▶ **Material provided**:

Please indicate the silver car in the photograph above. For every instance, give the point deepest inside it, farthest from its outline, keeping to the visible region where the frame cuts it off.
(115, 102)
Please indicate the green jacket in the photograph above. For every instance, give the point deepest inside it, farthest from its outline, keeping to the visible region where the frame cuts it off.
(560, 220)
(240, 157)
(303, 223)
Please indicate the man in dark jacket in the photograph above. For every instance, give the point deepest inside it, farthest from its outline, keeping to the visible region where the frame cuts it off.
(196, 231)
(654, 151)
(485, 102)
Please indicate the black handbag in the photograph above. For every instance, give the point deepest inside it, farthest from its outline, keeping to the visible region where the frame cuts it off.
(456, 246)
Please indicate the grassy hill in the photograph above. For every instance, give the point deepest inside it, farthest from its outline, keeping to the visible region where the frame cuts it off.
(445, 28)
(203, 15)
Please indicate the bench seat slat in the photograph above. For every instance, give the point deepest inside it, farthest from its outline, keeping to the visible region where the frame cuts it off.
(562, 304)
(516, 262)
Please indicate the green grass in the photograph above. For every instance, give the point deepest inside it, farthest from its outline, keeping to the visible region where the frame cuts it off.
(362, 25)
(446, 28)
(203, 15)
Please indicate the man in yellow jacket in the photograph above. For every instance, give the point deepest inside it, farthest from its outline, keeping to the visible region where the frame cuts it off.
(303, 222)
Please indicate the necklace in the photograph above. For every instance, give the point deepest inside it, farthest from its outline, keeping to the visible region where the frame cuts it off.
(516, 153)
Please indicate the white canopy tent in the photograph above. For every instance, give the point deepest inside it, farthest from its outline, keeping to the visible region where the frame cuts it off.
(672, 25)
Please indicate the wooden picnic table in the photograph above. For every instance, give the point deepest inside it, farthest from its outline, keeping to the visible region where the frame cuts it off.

▶ **Work to be completed**: Exactly the lines from the one containing "Please indicate the white" through the end of the records above should be returned, with both ends kept.

▶ **Task solution**:
Please indicate the white canopy tent in the photograph above. For every instance, give the point deepest inside it, farthest from its outline, keeping to the visible region where the frame cuts it off.
(672, 25)
Please indicate the wooden picnic table in the photograph above. For every instance, give the point deepest inside it, farthest from its outline, keeping to the visible region where the frame cuts it off.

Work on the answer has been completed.